Short task: Rewrite all of the material below with every "identify" changed to "locate" and nothing else altered. Leave the pictures out.

Input data:
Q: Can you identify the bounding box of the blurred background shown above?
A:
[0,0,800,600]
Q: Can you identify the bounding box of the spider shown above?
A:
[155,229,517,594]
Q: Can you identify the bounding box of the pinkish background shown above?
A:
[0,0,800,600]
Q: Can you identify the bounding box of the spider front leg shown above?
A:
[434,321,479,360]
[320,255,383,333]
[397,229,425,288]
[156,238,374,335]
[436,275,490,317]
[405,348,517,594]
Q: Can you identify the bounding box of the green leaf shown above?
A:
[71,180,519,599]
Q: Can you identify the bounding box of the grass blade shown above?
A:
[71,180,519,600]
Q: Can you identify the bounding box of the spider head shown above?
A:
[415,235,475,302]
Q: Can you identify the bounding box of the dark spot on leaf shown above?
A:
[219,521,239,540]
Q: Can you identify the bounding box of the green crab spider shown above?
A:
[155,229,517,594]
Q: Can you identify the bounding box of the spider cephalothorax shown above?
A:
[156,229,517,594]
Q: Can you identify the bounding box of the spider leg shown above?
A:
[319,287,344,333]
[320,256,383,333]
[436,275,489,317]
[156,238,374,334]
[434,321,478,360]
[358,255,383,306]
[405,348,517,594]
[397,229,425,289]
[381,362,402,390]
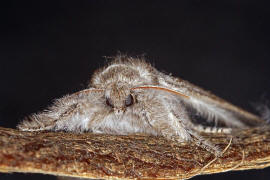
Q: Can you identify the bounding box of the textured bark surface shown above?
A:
[0,128,270,179]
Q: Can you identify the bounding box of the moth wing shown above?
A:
[150,73,265,128]
[17,89,103,131]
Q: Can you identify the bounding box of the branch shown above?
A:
[0,127,270,179]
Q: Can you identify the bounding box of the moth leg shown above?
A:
[171,107,222,156]
[193,124,232,134]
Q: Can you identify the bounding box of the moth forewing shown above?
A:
[18,55,264,155]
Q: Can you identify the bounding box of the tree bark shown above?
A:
[0,127,270,179]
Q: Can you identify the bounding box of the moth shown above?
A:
[17,55,263,156]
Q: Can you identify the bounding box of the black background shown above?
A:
[0,0,270,180]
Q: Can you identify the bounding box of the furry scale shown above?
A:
[18,56,263,155]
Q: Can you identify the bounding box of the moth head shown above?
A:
[105,83,135,116]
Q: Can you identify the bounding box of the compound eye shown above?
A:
[125,94,134,107]
[106,97,113,108]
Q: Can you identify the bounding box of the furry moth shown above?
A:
[17,55,264,156]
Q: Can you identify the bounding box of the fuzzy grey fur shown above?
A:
[18,56,263,155]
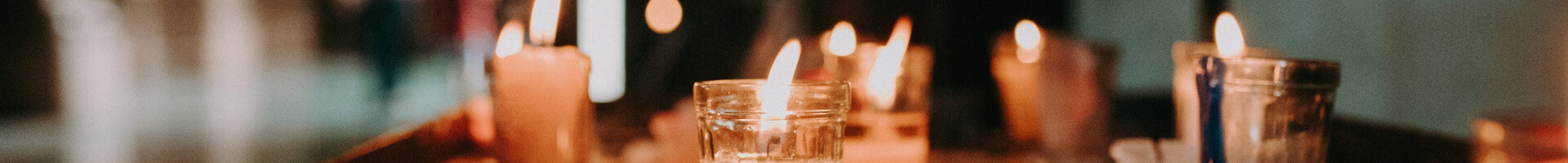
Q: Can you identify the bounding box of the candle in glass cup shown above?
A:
[823,17,931,163]
[693,39,850,163]
[489,0,596,163]
[991,20,1111,163]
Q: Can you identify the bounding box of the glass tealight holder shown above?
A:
[693,80,852,163]
[1193,56,1339,163]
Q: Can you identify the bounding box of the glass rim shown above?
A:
[1198,56,1343,88]
[693,78,850,88]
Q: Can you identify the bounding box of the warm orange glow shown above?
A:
[1472,119,1508,146]
[1214,12,1246,58]
[528,0,561,46]
[828,20,858,56]
[866,15,914,110]
[496,20,522,58]
[1013,19,1046,63]
[643,0,682,34]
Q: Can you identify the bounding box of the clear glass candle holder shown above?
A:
[1195,56,1339,163]
[693,80,852,163]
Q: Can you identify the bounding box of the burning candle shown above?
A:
[828,17,931,163]
[693,39,850,163]
[991,19,1110,163]
[1171,12,1281,145]
[491,0,596,163]
[1187,12,1339,163]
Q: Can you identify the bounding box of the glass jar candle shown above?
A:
[693,80,852,163]
[1193,56,1339,163]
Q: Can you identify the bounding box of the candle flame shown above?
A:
[496,20,522,58]
[828,20,856,56]
[757,39,800,114]
[528,0,561,46]
[1214,12,1246,58]
[1013,19,1046,63]
[643,0,682,34]
[866,15,914,110]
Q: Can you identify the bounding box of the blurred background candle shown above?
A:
[840,15,931,163]
[991,19,1113,163]
[491,0,598,163]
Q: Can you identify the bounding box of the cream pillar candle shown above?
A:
[489,0,596,163]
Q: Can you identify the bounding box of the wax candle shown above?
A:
[823,17,931,163]
[693,39,850,163]
[489,0,596,163]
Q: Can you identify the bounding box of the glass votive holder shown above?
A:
[1471,107,1568,163]
[1195,56,1339,163]
[693,80,852,163]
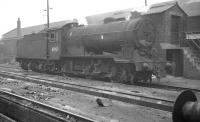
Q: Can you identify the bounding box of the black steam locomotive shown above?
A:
[16,18,165,84]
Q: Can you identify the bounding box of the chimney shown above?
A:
[17,18,22,38]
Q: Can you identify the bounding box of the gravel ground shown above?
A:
[0,78,172,122]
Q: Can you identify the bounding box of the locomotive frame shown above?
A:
[16,18,165,84]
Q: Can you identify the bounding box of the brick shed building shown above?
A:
[143,1,200,78]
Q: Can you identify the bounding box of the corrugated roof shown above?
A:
[86,8,133,24]
[178,0,200,16]
[143,1,177,15]
[2,20,72,40]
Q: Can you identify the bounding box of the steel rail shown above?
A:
[0,72,174,112]
[0,90,96,122]
[0,65,200,92]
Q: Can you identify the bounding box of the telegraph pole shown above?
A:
[47,0,49,28]
[145,0,147,6]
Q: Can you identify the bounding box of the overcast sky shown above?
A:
[0,0,172,37]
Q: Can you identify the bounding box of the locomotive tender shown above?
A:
[16,18,165,84]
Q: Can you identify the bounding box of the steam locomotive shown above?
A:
[16,18,165,84]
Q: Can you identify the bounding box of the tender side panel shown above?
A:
[17,33,47,59]
[48,30,61,60]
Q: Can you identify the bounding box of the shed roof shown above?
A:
[2,20,75,40]
[143,1,177,15]
[177,0,200,16]
[86,8,133,25]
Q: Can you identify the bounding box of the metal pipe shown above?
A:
[47,0,49,28]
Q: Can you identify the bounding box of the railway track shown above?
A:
[0,72,174,112]
[0,90,96,122]
[0,65,200,92]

Answer below:
Q: Can you locate the bounding box of the blurred background shown above?
A:
[0,0,800,600]
Q: Can you locate the bounding box of the spider shown above?
A:
[155,229,517,594]
Q: Can you locate the bounding box of the pinkish background shown above?
A:
[0,0,800,600]
Q: Can you locate the bounding box of the spider front leg shown above?
A:
[434,321,479,360]
[320,255,383,333]
[397,229,425,288]
[156,238,374,335]
[436,275,490,317]
[405,348,517,594]
Q: Can you locate the bounding box of the green leaf shown above?
A:
[71,180,519,599]
Q: Can you locate the bounding box of the grass blade shown above?
A:
[71,180,519,600]
Q: Can you locate the bounding box of the spider head shown above?
A:
[415,235,475,302]
Q: Can you locate the bounding box of the dark spot on leaf shown above?
A:
[219,521,239,540]
Q: Can you locate the bounding box of the green crab spider shown above?
A:
[155,229,517,594]
Q: Can you locate the bounding box of the spider cephalothorax shown above?
A:
[156,229,517,594]
Q: Can you locate the bounding box of the spider leg shown above?
A:
[319,287,344,333]
[320,256,383,333]
[436,275,489,317]
[156,238,374,334]
[434,321,478,360]
[358,255,383,306]
[405,348,517,594]
[397,229,425,289]
[381,362,402,390]
Q: Can you locate the bounding box of the textured bark surface shown above?
A:
[0,128,270,179]
Q: Can you locate the bounding box of the moth wing shown above?
A:
[150,73,265,128]
[17,89,103,131]
Q: Can you locate the bounding box of the branch shown above?
A:
[0,127,270,179]
Q: Can you locate the bounding box of the moth leg shown above?
A:
[171,107,222,156]
[193,124,232,134]
Q: Can you locate the bounding box of the moth forewing shown above?
A:
[18,55,264,155]
Q: Can you locate the bounding box of the tree bark shown above?
A:
[0,127,270,179]
Q: Can you locate the bounding box of the moth shown above?
A:
[17,55,263,156]
Q: Can you locate the bounding box of the black background shown above?
A:
[0,0,270,180]
Q: Can you locate the bounding box of the furry scale shown above?
A:
[18,56,263,155]
Q: Can you locate the bounding box of the moth head shown above?
A:
[105,83,135,116]
Q: Can you locate the bounding box of the compound eye shown above?
A:
[125,94,134,107]
[106,97,113,108]
Q: Can you locate the bounding box of the furry moth shown above?
A:
[17,55,264,156]
Q: Can you locate the bounding box of the fuzzy grey fur shown above?
A:
[18,56,263,155]
Q: Can you locate the bounding box of the candle in glass cup shown above?
A:
[823,17,931,163]
[693,39,850,163]
[489,0,596,163]
[991,20,1111,163]
Q: Can you locate the bounding box of the glass tealight holder shown above?
A:
[693,80,852,163]
[1193,56,1339,163]
Q: Can you locate the bounding box of the glass rim shown above?
A:
[1198,56,1343,88]
[693,78,850,88]
Q: Can you locate the bounding box of the warm orange glow shown above?
A:
[1472,119,1508,146]
[1214,12,1246,58]
[528,0,561,46]
[828,20,858,56]
[866,15,914,110]
[496,20,522,58]
[1013,19,1046,63]
[643,0,682,34]
Q: Can you locate the bounding box of the clear glass candle holder shown above?
A:
[1195,56,1339,163]
[693,80,852,163]
Q: Can you locate the bounding box of the burning candle shown above?
A:
[828,17,931,163]
[693,39,850,163]
[991,19,1110,163]
[1171,12,1281,145]
[491,0,596,163]
[1187,12,1339,163]
Q: Can you locate the bounding box of the glass jar candle shown above?
A:
[693,80,852,163]
[1193,56,1339,163]
Q: Can you locate the bounding box of the candle flame shown above?
A:
[496,20,522,58]
[828,20,856,56]
[757,39,800,114]
[528,0,561,46]
[1214,12,1246,58]
[1013,19,1046,63]
[643,0,682,34]
[866,15,914,110]
Q: Can you locate the bounding box of the blurred background candle shown above?
A:
[840,15,931,163]
[991,19,1113,163]
[491,0,598,163]
Q: Can you locate the bounding box of the cream pillar candle shown above?
A:
[489,0,596,163]
Q: Can you locate the bounding box of the wax candle shown above?
A:
[823,17,931,163]
[693,39,850,163]
[489,0,596,163]
Q: Can you locate the bounding box of the glass votive holder shown above?
A:
[1471,107,1568,163]
[1195,56,1339,163]
[693,80,852,163]
Q: Can you locate the bounding box of the black steam locomotive shown above?
A:
[16,18,165,84]
Q: Can you locate the bounding box of the chimney shown above?
A:
[17,18,22,38]
Q: Can you locate the bounding box of the gravel ground shown above?
A:
[0,78,172,122]
Q: Can you locate the bounding box of the locomotive frame shown above?
A:
[16,18,165,84]
Q: Can you locate the bounding box of the brick shed building shown above?
A:
[143,1,200,78]
Q: Can you locate the bounding box of the corrugated roof shown above?
A:
[86,8,133,24]
[178,0,200,16]
[143,1,177,15]
[2,20,72,40]
Q: Can you locate the bounding box of the steel rail shown above?
A:
[0,72,174,112]
[0,90,96,122]
[0,65,200,92]
Q: Can you locate the bounding box of the telegraph pole shown above?
A:
[47,0,49,28]
[145,0,147,6]
Q: Can you locate the bounding box of the overcast sky shown above?
A:
[0,0,172,37]
Q: Can you locate the bounding box of the locomotive tender shown above?
A:
[16,18,165,84]
Q: Can you locate the bounding box of the steam locomotive shown above?
A:
[16,18,165,84]
Q: Can you locate the bounding box of the tender side panel shown above?
A:
[17,33,47,59]
[48,30,61,60]
Q: Can you locate the bounding box of the shed roof shown above?
A:
[2,20,75,40]
[143,1,177,15]
[177,0,200,16]
[86,8,133,25]
Q: Can you locate the bounding box of the metal pipe shown above?
A:
[47,0,49,28]
Q: Can you locate the bounding box of the railway track shown above?
A:
[0,72,174,112]
[0,90,96,122]
[0,65,200,92]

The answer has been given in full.